_PASSAGE GIVEN_:
## Begin

This package enables the use of ZED cameras with ROS 2, providing access to a variety of data types, including:



- Color and grayscale images, both rectified and unrectified

- Depth data

- Colored 3D point clouds

- Position and mapping, with optional GNSS data fusion

- Sensor data

- Detected objects

- Human skeleton data

- And more...



[More information](https://www.stereolabs.com/docs/ros2)



![Point_cloud](./images/PointCloud_Depth_ROS.jpg)



## Installation



### Prerequisites



- [Ubuntu 20.04 (Focal Fossa)](https://releases.ubuntu.com/focal/), [Ubuntu 22.04 (Jammy Jellyfish)](https://releases.ubuntu.com/jammy/), or [Ubuntu 24.04 (Noble Numbat)](https://releases.ubuntu.com/noble/)

- [ZED SDK](https://www.stereolabs.com/developers/release/latest/) v5.0 EA (for older versions support please check the [releases](https://github.com/stereolabs/zed-ros2-wrapper/releases))

## End

_PROBLEMS TO WORK ON_:
1 > In the ZED camera ROS 2 package description, what kind of data can optionally be fused with position and mapping?
2 > Write the next part of the ZED camera ROS 2 package description, picking up right after its last line.

_MATERIAL_:
## Begin

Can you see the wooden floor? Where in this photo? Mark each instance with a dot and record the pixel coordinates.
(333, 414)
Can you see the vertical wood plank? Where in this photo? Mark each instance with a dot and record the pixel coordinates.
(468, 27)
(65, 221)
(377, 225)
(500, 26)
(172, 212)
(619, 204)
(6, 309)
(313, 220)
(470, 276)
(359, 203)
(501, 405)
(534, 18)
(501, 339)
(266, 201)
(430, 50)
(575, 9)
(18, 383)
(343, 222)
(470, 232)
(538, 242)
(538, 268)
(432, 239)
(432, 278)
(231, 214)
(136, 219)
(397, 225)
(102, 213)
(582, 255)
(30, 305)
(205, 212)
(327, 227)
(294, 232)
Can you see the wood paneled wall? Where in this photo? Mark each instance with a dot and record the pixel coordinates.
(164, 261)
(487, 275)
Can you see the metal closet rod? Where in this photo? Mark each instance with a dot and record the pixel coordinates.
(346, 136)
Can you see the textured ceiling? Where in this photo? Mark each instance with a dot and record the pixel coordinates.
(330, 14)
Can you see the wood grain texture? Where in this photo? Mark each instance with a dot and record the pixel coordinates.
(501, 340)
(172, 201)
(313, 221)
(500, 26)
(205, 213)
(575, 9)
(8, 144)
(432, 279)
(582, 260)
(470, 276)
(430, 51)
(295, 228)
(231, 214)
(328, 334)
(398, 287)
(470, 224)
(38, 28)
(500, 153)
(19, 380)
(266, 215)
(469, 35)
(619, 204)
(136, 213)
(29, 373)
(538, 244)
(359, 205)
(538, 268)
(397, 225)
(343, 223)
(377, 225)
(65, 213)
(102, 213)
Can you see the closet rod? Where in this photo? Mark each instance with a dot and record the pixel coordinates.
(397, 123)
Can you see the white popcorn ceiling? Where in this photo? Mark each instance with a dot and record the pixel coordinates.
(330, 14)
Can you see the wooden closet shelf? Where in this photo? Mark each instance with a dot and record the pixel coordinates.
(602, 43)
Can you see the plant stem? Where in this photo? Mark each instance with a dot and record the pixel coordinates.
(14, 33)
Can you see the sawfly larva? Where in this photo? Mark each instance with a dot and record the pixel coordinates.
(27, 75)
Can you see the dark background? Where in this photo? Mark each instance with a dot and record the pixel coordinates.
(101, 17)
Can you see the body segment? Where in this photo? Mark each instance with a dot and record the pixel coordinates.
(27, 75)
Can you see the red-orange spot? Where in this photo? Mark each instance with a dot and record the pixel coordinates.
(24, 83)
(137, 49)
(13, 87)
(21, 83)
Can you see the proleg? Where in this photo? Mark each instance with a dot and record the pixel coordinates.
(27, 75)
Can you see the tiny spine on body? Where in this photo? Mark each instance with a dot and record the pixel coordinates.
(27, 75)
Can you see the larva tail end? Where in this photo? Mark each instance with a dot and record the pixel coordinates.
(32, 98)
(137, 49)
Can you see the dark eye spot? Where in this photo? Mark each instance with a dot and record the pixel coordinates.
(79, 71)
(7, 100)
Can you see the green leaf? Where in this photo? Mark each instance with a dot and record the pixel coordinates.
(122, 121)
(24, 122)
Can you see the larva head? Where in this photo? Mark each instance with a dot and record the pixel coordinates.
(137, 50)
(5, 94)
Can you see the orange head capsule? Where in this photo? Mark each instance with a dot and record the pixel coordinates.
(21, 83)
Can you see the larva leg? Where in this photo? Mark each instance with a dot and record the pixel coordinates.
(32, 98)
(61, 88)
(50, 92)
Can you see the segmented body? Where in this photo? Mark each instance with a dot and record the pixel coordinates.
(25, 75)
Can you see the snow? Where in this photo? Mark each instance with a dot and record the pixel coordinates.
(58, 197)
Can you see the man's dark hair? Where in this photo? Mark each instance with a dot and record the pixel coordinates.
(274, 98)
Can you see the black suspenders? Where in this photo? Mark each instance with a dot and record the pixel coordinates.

## End

_RESPONSES FOR EACH TASK_:
1 > GNSS data.

2 >
- [CUDA](https://developer.nvidia.com/cuda-downloads) dependency

- ROS 2 Foxy Fitzroy (deprecated), ROS 2 Humble Hawksbill, or ROS 2 Jazzy Jalisco:

  - [Foxy on Ubuntu 20.04](https://docs.ros.org/en/foxy/Installation/Linux-Install-Debians.html) [**Not recommended. EOL reached**]

  - [Humble on Ubuntu 22.04](https://docs.ros.org/en/humble/Installation/Linux-Install-Debians.html) [EOL May 2027]

  - [Jazzy Jalisco on Ubuntu 24.04](https://docs.ros.org/en/jazzy/Installation/Linux-Install-Debians.html) [EOL May 2029]



### Build the package



The **zed_ros2_wrapper** is a [colcon](http://design.ros2.org/articles/build_tool.html) package.



> :pushpin: **Note:** If you haven’t set up your colcon workspace yet, please follow this short [tutorial](https://index.ros.org/doc/ros2/Tutorials/Colcon-Tutorial/).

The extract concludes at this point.